_WHAT IS REQUIRED_
Write the records out again in full, word for word.

++++++++++++++++++++

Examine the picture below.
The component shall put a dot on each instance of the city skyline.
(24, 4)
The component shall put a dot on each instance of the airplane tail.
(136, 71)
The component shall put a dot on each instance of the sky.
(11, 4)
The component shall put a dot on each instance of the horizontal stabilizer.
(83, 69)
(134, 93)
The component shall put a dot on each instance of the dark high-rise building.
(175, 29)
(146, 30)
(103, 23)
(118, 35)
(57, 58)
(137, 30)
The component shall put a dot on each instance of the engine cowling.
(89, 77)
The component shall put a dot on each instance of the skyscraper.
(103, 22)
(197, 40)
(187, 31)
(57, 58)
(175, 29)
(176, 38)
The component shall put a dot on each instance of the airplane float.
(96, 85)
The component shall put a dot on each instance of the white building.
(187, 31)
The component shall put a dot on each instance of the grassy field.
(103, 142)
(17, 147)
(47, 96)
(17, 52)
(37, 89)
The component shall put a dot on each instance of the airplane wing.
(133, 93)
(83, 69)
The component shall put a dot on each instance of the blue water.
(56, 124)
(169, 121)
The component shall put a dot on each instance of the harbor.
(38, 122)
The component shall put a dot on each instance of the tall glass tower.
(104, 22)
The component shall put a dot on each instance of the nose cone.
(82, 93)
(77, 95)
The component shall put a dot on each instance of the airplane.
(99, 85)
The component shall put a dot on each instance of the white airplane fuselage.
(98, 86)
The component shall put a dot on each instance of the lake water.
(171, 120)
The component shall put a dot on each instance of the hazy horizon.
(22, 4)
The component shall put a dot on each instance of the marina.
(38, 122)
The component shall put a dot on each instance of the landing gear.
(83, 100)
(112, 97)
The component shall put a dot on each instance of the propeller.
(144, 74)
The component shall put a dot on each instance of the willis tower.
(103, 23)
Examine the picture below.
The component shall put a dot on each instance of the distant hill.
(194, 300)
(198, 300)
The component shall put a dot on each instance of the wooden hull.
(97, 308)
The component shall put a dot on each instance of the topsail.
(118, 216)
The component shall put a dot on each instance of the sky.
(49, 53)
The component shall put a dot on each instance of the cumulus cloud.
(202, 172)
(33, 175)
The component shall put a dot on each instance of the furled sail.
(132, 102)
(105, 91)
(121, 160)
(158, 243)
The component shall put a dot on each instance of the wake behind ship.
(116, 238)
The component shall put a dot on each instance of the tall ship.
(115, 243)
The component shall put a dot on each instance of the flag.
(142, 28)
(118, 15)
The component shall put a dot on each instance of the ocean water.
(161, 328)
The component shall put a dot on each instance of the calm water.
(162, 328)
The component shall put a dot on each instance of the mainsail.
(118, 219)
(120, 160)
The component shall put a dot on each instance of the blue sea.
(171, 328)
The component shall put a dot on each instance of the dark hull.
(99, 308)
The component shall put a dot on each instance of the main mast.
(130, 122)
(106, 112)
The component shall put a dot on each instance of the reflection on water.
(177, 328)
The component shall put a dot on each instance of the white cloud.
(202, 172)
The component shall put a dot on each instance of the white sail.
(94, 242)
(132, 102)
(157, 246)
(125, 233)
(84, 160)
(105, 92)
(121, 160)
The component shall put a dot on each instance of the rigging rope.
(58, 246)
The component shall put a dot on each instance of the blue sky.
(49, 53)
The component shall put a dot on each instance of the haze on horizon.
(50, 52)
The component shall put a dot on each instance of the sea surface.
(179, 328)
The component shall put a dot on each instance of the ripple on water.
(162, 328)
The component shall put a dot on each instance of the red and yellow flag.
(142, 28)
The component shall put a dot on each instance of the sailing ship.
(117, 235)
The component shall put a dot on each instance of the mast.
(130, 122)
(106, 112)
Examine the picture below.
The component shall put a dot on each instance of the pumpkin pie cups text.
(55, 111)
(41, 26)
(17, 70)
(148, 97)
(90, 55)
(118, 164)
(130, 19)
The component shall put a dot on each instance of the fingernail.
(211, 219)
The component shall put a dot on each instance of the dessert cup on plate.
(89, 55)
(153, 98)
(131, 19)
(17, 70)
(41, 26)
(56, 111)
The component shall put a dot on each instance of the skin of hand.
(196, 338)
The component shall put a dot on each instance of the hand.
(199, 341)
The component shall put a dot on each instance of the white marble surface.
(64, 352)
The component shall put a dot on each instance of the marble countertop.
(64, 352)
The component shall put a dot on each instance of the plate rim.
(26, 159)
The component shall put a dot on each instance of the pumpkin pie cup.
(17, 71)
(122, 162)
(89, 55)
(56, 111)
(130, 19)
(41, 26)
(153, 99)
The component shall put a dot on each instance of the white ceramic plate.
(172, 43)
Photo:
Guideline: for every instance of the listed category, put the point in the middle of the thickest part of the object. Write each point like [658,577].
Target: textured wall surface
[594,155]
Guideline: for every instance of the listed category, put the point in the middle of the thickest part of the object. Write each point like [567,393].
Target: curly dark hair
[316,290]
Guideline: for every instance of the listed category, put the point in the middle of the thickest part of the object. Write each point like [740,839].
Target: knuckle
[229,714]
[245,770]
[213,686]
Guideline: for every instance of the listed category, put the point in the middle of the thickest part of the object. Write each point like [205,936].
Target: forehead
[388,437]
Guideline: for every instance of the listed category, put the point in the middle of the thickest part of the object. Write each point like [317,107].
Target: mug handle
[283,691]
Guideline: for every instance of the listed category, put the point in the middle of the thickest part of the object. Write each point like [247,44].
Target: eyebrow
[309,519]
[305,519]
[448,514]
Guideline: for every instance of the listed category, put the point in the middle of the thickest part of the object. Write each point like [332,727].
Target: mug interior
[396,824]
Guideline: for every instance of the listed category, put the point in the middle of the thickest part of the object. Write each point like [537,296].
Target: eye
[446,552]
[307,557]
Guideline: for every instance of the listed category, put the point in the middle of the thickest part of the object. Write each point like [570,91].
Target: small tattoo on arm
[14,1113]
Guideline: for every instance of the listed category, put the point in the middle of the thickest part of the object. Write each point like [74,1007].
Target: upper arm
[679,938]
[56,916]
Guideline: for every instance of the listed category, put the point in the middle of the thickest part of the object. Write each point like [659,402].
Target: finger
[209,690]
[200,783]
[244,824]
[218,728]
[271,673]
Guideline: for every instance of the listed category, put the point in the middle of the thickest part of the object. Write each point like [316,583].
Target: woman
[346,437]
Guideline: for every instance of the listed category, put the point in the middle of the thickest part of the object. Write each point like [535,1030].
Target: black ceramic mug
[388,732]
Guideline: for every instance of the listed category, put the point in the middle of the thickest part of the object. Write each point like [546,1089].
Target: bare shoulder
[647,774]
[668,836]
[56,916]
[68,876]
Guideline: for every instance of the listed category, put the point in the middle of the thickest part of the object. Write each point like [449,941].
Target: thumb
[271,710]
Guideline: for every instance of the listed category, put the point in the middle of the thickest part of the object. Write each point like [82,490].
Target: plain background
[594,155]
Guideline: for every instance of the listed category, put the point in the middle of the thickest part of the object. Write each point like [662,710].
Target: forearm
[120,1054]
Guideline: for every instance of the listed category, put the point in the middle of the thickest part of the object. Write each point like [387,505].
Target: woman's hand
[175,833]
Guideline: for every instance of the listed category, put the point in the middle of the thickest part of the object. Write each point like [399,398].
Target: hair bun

++++++++++++++++++++

_SOLVED PROBLEM_
Examine the picture below.
The component shall put a dot on each instance of the city skyline.
(24, 4)
The component shall put a dot on each instance of the airplane tail.
(136, 71)
The component shall put a dot on each instance of the sky.
(11, 4)
The component shall put a dot on each instance of the horizontal stabilizer.
(83, 69)
(134, 93)
The component shall put a dot on each instance of the dark high-rise building.
(175, 29)
(146, 30)
(103, 23)
(118, 35)
(57, 58)
(137, 30)
The component shall put a dot on each instance of the engine cowling.
(89, 77)
The component shall put a dot on each instance of the skyscraper.
(103, 22)
(197, 40)
(187, 31)
(57, 58)
(175, 29)
(176, 38)
The component shall put a dot on each instance of the airplane float.
(96, 85)
The component shall put a dot on each instance of the white building.
(187, 31)
The component shall put a dot on each instance of the grassy field.
(103, 142)
(17, 147)
(47, 96)
(17, 52)
(37, 89)
The component shall put a dot on each instance of the airplane wing.
(133, 93)
(83, 69)
The component shall put a dot on each instance of the blue water.
(56, 124)
(169, 121)
The component shall put a dot on each instance of the harbor.
(38, 122)
The component shall put a dot on each instance of the tall glass tower.
(104, 22)
The component shall put a dot on each instance of the nose cone.
(82, 93)
(77, 95)
The component shall put a dot on each instance of the airplane.
(99, 85)
The component shall put a dot on each instance of the white airplane fuselage.
(98, 86)
The component shall put a dot on each instance of the lake water.
(171, 120)
The component shall put a dot on each instance of the hazy horizon.
(22, 4)
The component shall put a dot on each instance of the marina.
(38, 122)
The component shall put a dot on each instance of the landing gear.
(83, 100)
(112, 97)
The component shall put a dot on each instance of the propeller.
(144, 74)
The component shall put a dot on each instance of the willis tower.
(103, 23)
Examine the picture below.
The component shall put a dot on each instance of the distant hill.
(194, 300)
(198, 300)
The component shall put a dot on each instance of the wooden hull.
(97, 308)
The component shall put a dot on each instance of the topsail.
(118, 216)
The component shall put a dot on each instance of the sky.
(49, 53)
The component shall put a dot on each instance of the cumulus cloud.
(202, 172)
(33, 175)
The component shall put a dot on each instance of the furled sail.
(132, 102)
(105, 91)
(121, 160)
(158, 243)
The component shall put a dot on each instance of the wake behind ship.
(116, 238)
The component shall put a dot on each instance of the tall ship.
(115, 243)
The component shall put a dot on each instance of the flag.
(142, 28)
(118, 15)
The component shall put a dot on each instance of the ocean water.
(161, 328)
The component shall put a dot on each instance of the calm water.
(162, 328)
The component shall put a dot on each instance of the mainsail.
(118, 219)
(120, 160)
The component shall put a dot on each instance of the blue sea.
(171, 328)
The component shall put a dot on each instance of the dark hull.
(99, 308)
The component shall put a dot on each instance of the main mast.
(130, 122)
(106, 112)
The component shall put a dot on each instance of the reflection on water.
(177, 328)
The component shall put a dot on each instance of the white cloud.
(202, 172)
The component shall put a dot on each instance of the white sail.
(94, 242)
(132, 102)
(157, 246)
(125, 233)
(84, 160)
(105, 92)
(121, 160)
The component shall put a dot on each instance of the rigging rope.
(58, 246)
The component shall put a dot on each instance of the blue sky.
(49, 53)
The component shall put a dot on each instance of the haze on horizon.
(50, 52)
The component shall put a dot on each instance of the sea surface.
(179, 328)
The component shall put a dot on each instance of the ripple on water.
(162, 328)
The component shall put a dot on each instance of the red and yellow flag.
(142, 28)
The component shall put a dot on each instance of the sailing ship.
(117, 235)
The component shall put a dot on each instance of the mast.
(130, 122)
(106, 112)
Examine the picture below.
The component shall put a dot on each instance of the pumpkin pie cups text.
(55, 111)
(41, 26)
(17, 70)
(148, 97)
(90, 55)
(118, 164)
(130, 19)
The component shall put a dot on each instance of the fingernail.
(211, 219)
The component shall put a dot on each instance of the dessert cup on plate.
(89, 55)
(153, 98)
(131, 19)
(17, 70)
(41, 26)
(56, 111)
The component shall put a dot on each instance of the skin of hand.
(196, 338)
The component shall put a dot on each instance of the hand.
(199, 341)
The component shall put a dot on each instance of the white marble surface.
(64, 352)
The component shall put a dot on each instance of the marble countertop.
(64, 352)
The component shall put a dot on each instance of the plate rim.
(26, 159)
The component shall put a dot on each instance of the pumpkin pie cup.
(17, 71)
(122, 162)
(89, 55)
(56, 111)
(130, 19)
(41, 26)
(153, 99)
The component shall put a dot on each instance of the white ceramic plate.
(172, 43)
Photo:
Guideline: for every instance of the listed category, put the point in the middle of the thickest part of the object. Write each point like [658,577].
Target: textured wall surface
[594,155]
Guideline: for every instance of the listed category, put the point in the middle of the thickest part of the object. Write each point like [567,393].
Target: curly dark hair
[316,290]
Guideline: for every instance of the listed category, put the point in the middle of the thickest part of the object. Write each point like [740,839].
Target: knuckle
[229,714]
[245,770]
[213,686]
Guideline: for every instance of the listed category, put the point in the middle of the thickest part of the object. Write each point like [205,936].
Target: forehead
[388,437]
Guideline: for every instance of the listed category, put the point in the middle of the thickest part of the object. Write each point like [317,107].
Target: mug handle
[283,691]
Guideline: for every instance of the listed category, put the point in the middle of the thickest part of the object. Write each point like [247,44].
Target: eyebrow
[309,519]
[305,519]
[448,514]
Guideline: for every instance of the listed category, put the point in the middle of the thickest part of the object. Write each point like [332,727].
Target: mug interior
[396,824]
Guideline: for every instance of the listed category, put the point in the middle of the thickest part of the object. Write each point like [537,296].
Target: eye
[446,552]
[307,557]
Guideline: for every instance of the listed category, put the point in the middle of the thickest part of the object. Write each point like [570,91].
Target: small tattoo on arm
[14,1113]
Guideline: for every instance of the listed category, put the point in the middle of the thickest part of the object. Write each point like [74,1007].
Target: upper arm
[679,938]
[56,916]
Guideline: for every instance of the listed category, put the point in the middle of the thickest part of the object. Write each point like [659,402].
Target: finger
[209,690]
[200,783]
[244,824]
[218,728]
[271,673]
Guideline: for every instance of the listed category, put the point in the middle of the thickest part of the object. Write each point like [316,583].
Target: woman
[346,437]
Guideline: for every instance of the listed category, put the point in the middle of the thickest part of the object. Write each point like [535,1030].
Target: black ceramic mug
[388,732]
Guideline: for every instance of the listed category, put the point in the middle of the thickest part of the object. Write each point like [546,1089].
Target: bare shoulder
[647,774]
[668,836]
[56,916]
[68,876]
Guideline: for every instance of the listed category, put the point in the middle of the thickest part of the object. Write each point like [449,941].
Target: thumb
[271,710]
Guideline: for every instance of the listed category, put the point in the middle of the thickest part of the object. Write each point like [82,490].
Target: plain background
[594,155]
Guideline: for every instance of the listed category, put the point in the middle of the thickest part of the object. Write each point like [662,710].
Target: forearm
[120,1054]
Guideline: for every instance of the listed category, put the point in the middle of the thickest part of the object. Write each point like [387,505].
Target: woman's hand
[175,833]
Guideline: for every instance of the listed category, put the point in the middle of the thickest part of the object. Write each point like [399,398].
Target: hair bun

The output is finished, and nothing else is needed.